**Data section**
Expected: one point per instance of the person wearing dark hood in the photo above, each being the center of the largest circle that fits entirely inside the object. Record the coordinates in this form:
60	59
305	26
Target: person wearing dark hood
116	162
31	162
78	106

**Exercise**
Present all the rows above as a numbered list, leaving out any blank lines.

**Worked answer**
1. Expected: one point per instance of the person wearing dark hood in the photo above, each being the center of the largest circle that fits entirely inside the object. Record the coordinates in this form:
2. 60	59
3. 305	26
4. Target: person wearing dark hood
5. 116	162
6. 31	162
7. 78	106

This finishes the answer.